--- begin DATASET RECORDS ---

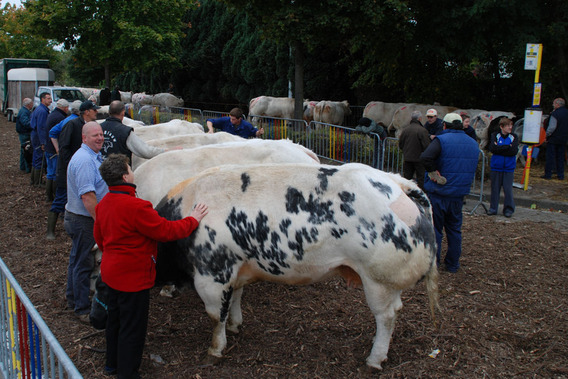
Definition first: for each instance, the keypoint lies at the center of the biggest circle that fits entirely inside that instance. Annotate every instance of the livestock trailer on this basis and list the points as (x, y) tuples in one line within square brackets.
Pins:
[(7, 64), (24, 82)]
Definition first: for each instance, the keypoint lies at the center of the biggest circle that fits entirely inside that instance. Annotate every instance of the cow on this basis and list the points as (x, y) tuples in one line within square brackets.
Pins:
[(155, 177), (381, 112), (331, 112), (268, 106), (298, 224), (142, 99), (167, 100), (186, 141), (401, 116), (168, 129)]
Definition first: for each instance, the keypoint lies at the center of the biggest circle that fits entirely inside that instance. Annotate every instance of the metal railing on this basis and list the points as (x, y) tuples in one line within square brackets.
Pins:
[(28, 348)]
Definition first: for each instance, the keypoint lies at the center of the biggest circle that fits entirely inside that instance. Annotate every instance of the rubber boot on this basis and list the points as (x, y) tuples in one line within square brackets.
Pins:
[(51, 221), (36, 176), (49, 192)]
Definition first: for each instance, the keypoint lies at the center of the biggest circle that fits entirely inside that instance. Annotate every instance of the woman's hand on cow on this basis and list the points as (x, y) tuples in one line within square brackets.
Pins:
[(199, 211)]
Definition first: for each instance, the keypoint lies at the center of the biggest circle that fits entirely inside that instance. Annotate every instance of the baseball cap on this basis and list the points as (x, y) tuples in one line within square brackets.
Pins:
[(88, 105), (62, 103), (451, 117)]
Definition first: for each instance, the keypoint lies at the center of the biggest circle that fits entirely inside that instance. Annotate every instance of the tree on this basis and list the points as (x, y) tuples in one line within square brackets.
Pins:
[(135, 35)]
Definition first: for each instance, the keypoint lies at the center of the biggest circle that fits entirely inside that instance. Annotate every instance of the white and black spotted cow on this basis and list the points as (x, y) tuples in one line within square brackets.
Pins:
[(298, 224)]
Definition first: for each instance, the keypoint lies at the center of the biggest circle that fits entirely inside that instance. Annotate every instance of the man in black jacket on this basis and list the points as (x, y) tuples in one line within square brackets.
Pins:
[(119, 138)]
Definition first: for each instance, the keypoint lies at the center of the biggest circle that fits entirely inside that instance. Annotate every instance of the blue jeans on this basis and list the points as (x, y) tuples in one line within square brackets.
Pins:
[(81, 261), (38, 152), (51, 159), (23, 163), (58, 204), (554, 159), (447, 215)]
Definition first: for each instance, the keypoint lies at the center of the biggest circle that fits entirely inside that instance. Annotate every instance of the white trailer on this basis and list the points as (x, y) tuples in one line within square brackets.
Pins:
[(24, 82)]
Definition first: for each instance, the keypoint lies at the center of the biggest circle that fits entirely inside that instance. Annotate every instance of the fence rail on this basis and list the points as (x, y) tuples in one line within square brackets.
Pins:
[(28, 349)]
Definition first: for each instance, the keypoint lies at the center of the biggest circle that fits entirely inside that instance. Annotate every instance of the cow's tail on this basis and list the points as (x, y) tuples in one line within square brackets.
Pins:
[(431, 277)]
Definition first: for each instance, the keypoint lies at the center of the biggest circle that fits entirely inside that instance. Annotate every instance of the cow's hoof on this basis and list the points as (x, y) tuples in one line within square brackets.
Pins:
[(211, 360)]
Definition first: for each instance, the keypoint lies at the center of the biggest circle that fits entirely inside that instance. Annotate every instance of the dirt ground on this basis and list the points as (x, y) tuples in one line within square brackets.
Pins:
[(503, 314)]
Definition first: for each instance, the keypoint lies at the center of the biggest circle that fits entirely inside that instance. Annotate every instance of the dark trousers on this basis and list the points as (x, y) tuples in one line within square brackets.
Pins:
[(24, 166), (447, 215), (410, 168), (58, 204), (502, 180), (555, 159), (126, 330), (81, 261)]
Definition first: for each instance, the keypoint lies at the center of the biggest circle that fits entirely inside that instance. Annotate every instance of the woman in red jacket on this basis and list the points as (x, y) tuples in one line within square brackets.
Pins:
[(127, 230)]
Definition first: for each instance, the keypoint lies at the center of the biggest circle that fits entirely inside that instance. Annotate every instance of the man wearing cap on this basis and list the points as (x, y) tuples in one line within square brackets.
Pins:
[(55, 117), (451, 162), (37, 122), (434, 124)]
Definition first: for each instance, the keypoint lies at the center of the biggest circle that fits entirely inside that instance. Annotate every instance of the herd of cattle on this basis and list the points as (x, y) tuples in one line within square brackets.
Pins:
[(276, 214)]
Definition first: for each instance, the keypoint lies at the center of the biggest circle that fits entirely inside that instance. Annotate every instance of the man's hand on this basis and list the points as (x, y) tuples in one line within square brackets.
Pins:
[(437, 178)]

--- end DATASET RECORDS ---

▶ **WHAT YOU ARE ASKED TO DO**
Format every line of the records above as a JSON list of strings, one string per line, omitting blank lines and the pictures.

▶ **SOLUTION FOR THIS PROBLEM**
[
  "Definition first: for each instance, the keypoint lies at the center of the biggest circle that fits entirely inside that instance. Annotate every instance of the livestock trailer on this basis and list the points as (x, y) tuples in one line within square brackets.",
  "Pins:",
  "[(7, 64), (24, 82)]",
  "Definition first: for each instance, the keypoint lies at the center of the biggest circle that fits entirely inside that instance. Annotate every instance of the cow on this basis and list the points as (x, y) tuples in one line within square brackets.",
  "Pins:",
  "[(155, 177), (381, 112), (331, 112), (268, 106), (298, 224), (142, 99), (167, 100), (186, 141), (401, 116), (168, 129)]",
  "Definition first: for each instance, the keypoint lies at the center of the biggest circle that fits entirely inside that instance. Annotate every instance of the metal railing on this basis and list the points as (x, y) tuples in one line within square brackets.",
  "Pins:",
  "[(28, 348)]",
  "Definition first: for each instance, the keypoint lies at the center of the biggest circle that fits entirely inside that instance. Annotate every instance of the rubber boot on this basis and list the points as (x, y) tuples in one line within square brackets.",
  "Pins:",
  "[(51, 221), (36, 176), (49, 192)]",
  "Definition first: for each instance, the keypoint lies at the center of the biggest circle that fits entirely inside that instance. Annotate every instance of the woman's hand on cow on this basis and list the points as (x, y) tuples in one line within square brackets.",
  "Pins:",
  "[(199, 211)]",
  "Definition first: for each instance, the keypoint lies at the center of the biggest circle that fits entirely inside that instance. Annotate every instance of the baseball cap on this basis and list the points as (x, y) tuples in one line within square brackets.",
  "Pins:",
  "[(88, 105), (62, 103), (451, 117)]",
  "Definition first: for each instance, the keypoint lies at the center of the biggest circle that fits entirely inside that instance. Annotate every instance of the tree on this basis and list the points as (x, y) tuples in one line within square brackets.",
  "Pins:",
  "[(135, 35)]",
  "Definition first: for each instance, the keypoint lies at the center of the biggest circle that fits entirely inside that instance. Annotate every instance of the white and black spotted cow on this basis and list the points as (x, y) tuples in one line within square brackets.",
  "Pins:",
  "[(298, 224)]",
  "Definition first: for each instance, the keypoint lies at the center of the biggest circle that fits entirely inside that instance. Annotate every instance of the man in black jacket on this basis and list the points as (x, y) tuples in one line within square brackets.",
  "Pins:",
  "[(119, 138)]",
  "Definition first: for each instance, the keypoint lies at the center of the biggest circle that fits entirely inside that instance. Annotate every instance of the blue jeans on this basis and list the points as (x, y) tuples in one line within square brackets.",
  "Pins:",
  "[(81, 261), (38, 152), (51, 159), (23, 163), (58, 204), (554, 159), (447, 215)]",
  "Definition first: for each instance, the keypoint lies at the center of the biggest circle that fits entirely inside that instance. Annotate every instance of the white trailer on this basis and list the points as (x, y) tuples in one line within square brackets.",
  "Pins:",
  "[(24, 82)]",
  "Definition first: for each instance, the keypoint lies at the center of the biggest circle that fits entirely inside that instance. Annotate every instance of the fence rail on this basis and list the points as (x, y) tuples in one line within square brackets.",
  "Pins:",
  "[(28, 349)]",
  "Definition first: for each instance, the keypoint lies at the center of the biggest circle that fits entirely inside that instance. Annotate every instance of the cow's tail on this basis and list the points as (x, y) tuples in one line within square brackets.",
  "Pins:",
  "[(431, 277)]",
  "Definition first: for each instance, the keypoint lies at the center of the biggest circle that fits entirely inside that instance. Annotate every instance of the cow's hoof on this basis and list the points as (x, y) tuples in one line within square brackets.",
  "Pins:",
  "[(211, 360)]",
  "Definition first: for each instance, the keypoint lies at the center of the biggest circle that fits entirely inside that instance. Annotate every instance of the dirt ground on this basis and list the points as (x, y) tuples in one line within square brackets.",
  "Pins:",
  "[(503, 314)]",
  "Definition first: for each instance, the keypoint lies at the center of the biggest circle that fits entirely inside that instance. Annotate every instance of the dark trousers on this basis and list the points as (x, y) tuples in one line within square brackets.",
  "Pins:",
  "[(24, 166), (447, 215), (410, 168), (58, 204), (502, 180), (555, 159), (126, 330), (81, 261)]",
  "Definition first: for each instance, the keypoint lies at the center of the biggest circle that fits entirely inside that instance. Annotate every instance of the woman in red jacket on this basis and list the points as (x, y) tuples in one line within square brackets.",
  "Pins:",
  "[(127, 230)]",
  "Definition first: for each instance, the keypoint lies at the center of the biggest circle that fits entirely inside that instance. Annotate every instance of the man wearing cap on this basis and list the points as (x, y) tuples in one line within square brackets.",
  "Pins:",
  "[(55, 117), (451, 162), (37, 122), (434, 124)]",
  "Definition first: for each instance, the keypoint lies at the center of the biggest circle that fits entirely inside that instance. Annotate every instance of the herd of cattle on this basis and list the points as (x, y) tuples in one line within square brackets.",
  "Pins:",
  "[(276, 214)]",
  "Definition first: for each instance, the keypoint lies at the center of the biggest circle that fits entirely inside that instance. Annotate every instance of the man's hand on this basis and list the points as (x, y) tuples in one line within square brackets.",
  "Pins:",
  "[(437, 178)]"
]